### What is being asked
Switch "instance" to "occurrence" everywhere it appears in the entries below, and leave everything else unchanged.

Items in a dataset:
#####

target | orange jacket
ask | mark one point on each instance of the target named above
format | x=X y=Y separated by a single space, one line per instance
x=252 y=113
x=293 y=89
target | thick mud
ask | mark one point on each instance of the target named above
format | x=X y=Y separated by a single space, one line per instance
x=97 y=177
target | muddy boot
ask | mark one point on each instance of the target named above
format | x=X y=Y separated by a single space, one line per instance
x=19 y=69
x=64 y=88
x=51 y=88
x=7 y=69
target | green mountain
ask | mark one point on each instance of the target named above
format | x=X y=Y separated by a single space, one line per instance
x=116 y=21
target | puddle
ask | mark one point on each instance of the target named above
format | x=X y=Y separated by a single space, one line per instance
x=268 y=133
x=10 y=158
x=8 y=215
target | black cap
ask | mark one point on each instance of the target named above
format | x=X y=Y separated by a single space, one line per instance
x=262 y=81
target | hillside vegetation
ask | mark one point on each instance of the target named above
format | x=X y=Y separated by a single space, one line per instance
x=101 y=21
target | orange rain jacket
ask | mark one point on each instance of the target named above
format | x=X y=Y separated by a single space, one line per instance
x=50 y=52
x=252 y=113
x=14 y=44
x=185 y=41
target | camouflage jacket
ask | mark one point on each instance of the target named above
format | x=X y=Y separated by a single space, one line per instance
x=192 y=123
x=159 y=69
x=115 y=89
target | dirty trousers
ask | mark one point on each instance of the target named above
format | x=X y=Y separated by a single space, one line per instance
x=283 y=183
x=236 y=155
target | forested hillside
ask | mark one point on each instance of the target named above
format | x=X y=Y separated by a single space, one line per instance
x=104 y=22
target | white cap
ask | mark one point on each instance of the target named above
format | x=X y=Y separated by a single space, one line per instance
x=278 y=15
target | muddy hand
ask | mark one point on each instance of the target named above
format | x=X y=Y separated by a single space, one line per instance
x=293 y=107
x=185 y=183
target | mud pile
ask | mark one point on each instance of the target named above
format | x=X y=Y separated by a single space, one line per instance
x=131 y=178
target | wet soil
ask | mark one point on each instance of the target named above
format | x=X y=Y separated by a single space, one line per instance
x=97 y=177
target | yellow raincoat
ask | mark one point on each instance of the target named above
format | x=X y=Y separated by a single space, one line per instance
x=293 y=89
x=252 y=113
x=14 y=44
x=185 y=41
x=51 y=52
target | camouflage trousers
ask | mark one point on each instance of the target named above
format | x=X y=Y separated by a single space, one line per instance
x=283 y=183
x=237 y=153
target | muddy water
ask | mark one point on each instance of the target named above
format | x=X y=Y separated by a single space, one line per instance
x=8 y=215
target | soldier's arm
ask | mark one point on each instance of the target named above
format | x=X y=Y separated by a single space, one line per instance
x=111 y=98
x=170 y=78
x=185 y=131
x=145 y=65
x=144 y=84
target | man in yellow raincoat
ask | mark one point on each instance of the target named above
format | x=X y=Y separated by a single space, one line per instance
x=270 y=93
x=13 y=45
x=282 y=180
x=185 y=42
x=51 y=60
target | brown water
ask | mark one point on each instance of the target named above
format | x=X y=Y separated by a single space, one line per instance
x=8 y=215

#####

### Correct answer
target | orange jacket
ask | mark one point on each occurrence of the target named above
format | x=X y=Y separated by a single space, one line per occurrence
x=252 y=113
x=293 y=89
target | thick mud
ask | mark one point on each occurrence of the target named above
format | x=X y=Y separated by a single space, one line per occurrence
x=97 y=177
target | muddy boot
ask | mark one point on each occurrence of the target named above
format | x=X y=Y separated by a single space, one line per occurrence
x=19 y=69
x=64 y=88
x=51 y=88
x=7 y=69
target | green mountain
ask | mark one point on each occurrence of the target named above
format | x=X y=Y separated by a single space, one line per occurrence
x=116 y=21
target | puddle
ask | mark one point on each occurrence of the target named above
format | x=X y=Y separated by a single space, one line per occurrence
x=268 y=133
x=10 y=158
x=8 y=215
target | black cap
ask | mark one point on each occurrence of the target named above
format | x=X y=Y separated by a single space, one line per occurrence
x=262 y=81
target | hillside vegetation
ask | mark one point on each occurrence of the target named above
format | x=X y=Y separated by a single space, one line per occurrence
x=101 y=21
target | orange rain jacket
ask | mark one point on each occurrence of the target named above
format | x=X y=Y separated by a single space, one line per occurrence
x=50 y=52
x=252 y=113
x=14 y=44
x=185 y=41
target | camouflage jacket
ask | mark one point on each occurrence of the target named above
format | x=X y=Y separated by a single space, one line per occurrence
x=192 y=123
x=159 y=69
x=115 y=89
target | dirty trousers
ask | mark one point on each occurrence of the target named above
format | x=X y=Y separated by a single space, one line per occurrence
x=283 y=183
x=236 y=155
target | forested hillside
ask | mark one point on each occurrence of the target named above
format | x=X y=Y separated by a single space, one line per occurrence
x=104 y=22
target | white cap
ask | mark one point on each occurrence of the target named above
format | x=X y=Y separated by a single space, one line per occurrence
x=278 y=15
target | muddy hand
ask | mark one point on each occurrence of the target named above
format | x=X y=Y separated by a single space, one line per occurrence
x=293 y=107
x=185 y=183
target | mud pile
ask | mark one point on each occurrence of the target named above
format | x=X y=Y separated by a single space, one line per occurrence
x=131 y=178
target | wet soil
ask | mark one point on each occurrence of the target named above
format | x=X y=Y separated by a single space, one line per occurrence
x=97 y=177
target | yellow raincoat
ask | mark one point on each occurrence of the target named above
format | x=X y=Y separated by a single space, one line per occurrence
x=293 y=89
x=252 y=113
x=14 y=44
x=185 y=41
x=51 y=52
target | camouflage trousers
ask | mark one point on each occurrence of the target named above
format | x=X y=Y separated by a single space, one line per occurrence
x=283 y=183
x=237 y=153
target | muddy water
ask | mark one point on each occurrence of the target named above
format | x=X y=Y separated by a single space, one line per occurrence
x=8 y=215
target | soldier's arm
ask | mark one point on each occurrence of the target named above
format | x=X y=Y separated by a single space, one line per occurrence
x=111 y=98
x=170 y=78
x=185 y=131
x=145 y=65
x=144 y=84
target | man in yellow raincoat
ask | mark one point on each occurrence of the target named above
format | x=X y=Y separated by a single space, one line per occurrence
x=270 y=93
x=13 y=45
x=282 y=180
x=185 y=42
x=51 y=60
target | brown water
ask | mark one point on each occurrence of the target named above
format | x=X y=Y separated by a single space, one line per occurrence
x=8 y=215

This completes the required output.